■ Page text ■
╭──
Friday 23 September 2016

THE PANAMA PAPERS Obermayer & Obermaier


THE PANAMA PAPERS: Breaking the Story of How the Rich and Powerful Hide Their Money

BASTIAN OBERMAYER and FREDERIK OBERMAIER

Oneworld, 2016, 366 pages

Review by Phil Shannon

 

‘Only the little people pay tax’ was the gloating boast of the American billionaire property tycoons, Harry and Leona Helmsley.  Like this happy couple, write the Munich-based investigative journalists, Bastian Obermayer and Frederik Obermaier in The Panama Papers, wealthy tax cheats have a particular liking for off-shore tax havens.

 

Their book recounts the release in April 2016 of the greatest ever leak of confidential data (2.6 terabytes, 11 million documents) - the entire internal database of Mossack Fonseca (MF), a major Panamanian law firm which specialises in providing shell companies in notorious tax bolt-hole countries to enable the secretive rich to dodge paying tax on the income generated from their wealth.

 

Shell companies are dummy, paper entities which are impenetrable to government financial and criminal investigators through hiding the identities of the real owners of financial and property assets behind anodyne company names fronted by pro-forma ‘nominee directors’.  MF’s go-to glorified company director was a lowly-paid MF employee who was, on paper, in charge of over 25,000 shell companies but whose job was to robotically sign any bit of paper required to keep MF’s famously shy clients out of the tax headlights.

 

Like its founder, a wartime SS officer turned CIA informant to save his Nazi hide, MF is not fussy about the company it keeps.  MF knowingly helps, or prefers not to know about, those amongst its tax-averse clients such as gun-runners, drug dealers, Mafiosi, people-traffickers, child prostitution racketeers and other out-and-out criminals whom MF demurely refers to as its more ‘ethically challenged’ customers.
╰──
■ Task to complete ■
Reproduce the review text word for word, starting with "THE PANAMA PAPERS: Breaking" and going on through "off-shore tax havens.".

■ Stored data ■
╭──
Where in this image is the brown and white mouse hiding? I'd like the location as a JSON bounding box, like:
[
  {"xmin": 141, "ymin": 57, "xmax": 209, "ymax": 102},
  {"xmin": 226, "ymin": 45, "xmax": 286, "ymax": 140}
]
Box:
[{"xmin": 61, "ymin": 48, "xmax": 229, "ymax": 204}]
╰──
■ Reply ■
THE PANAMA PAPERS: Breaking the Story of How the Rich and Powerful Hide Their Money

BASTIAN OBERMAYER and FREDERIK OBERMAIER

Oneworld, 2016, 366 pages

Review by Phil Shannon

 

‘Only the little people pay tax’ was the gloating boast of the American billionaire property tycoons, Harry and Leona Helmsley.  Like this happy couple, write the Munich-based investigative journalists, Bastian Obermayer and Frederik Obermaier in The Panama Papers, wealthy tax cheats have a particular liking for off-shore tax havens.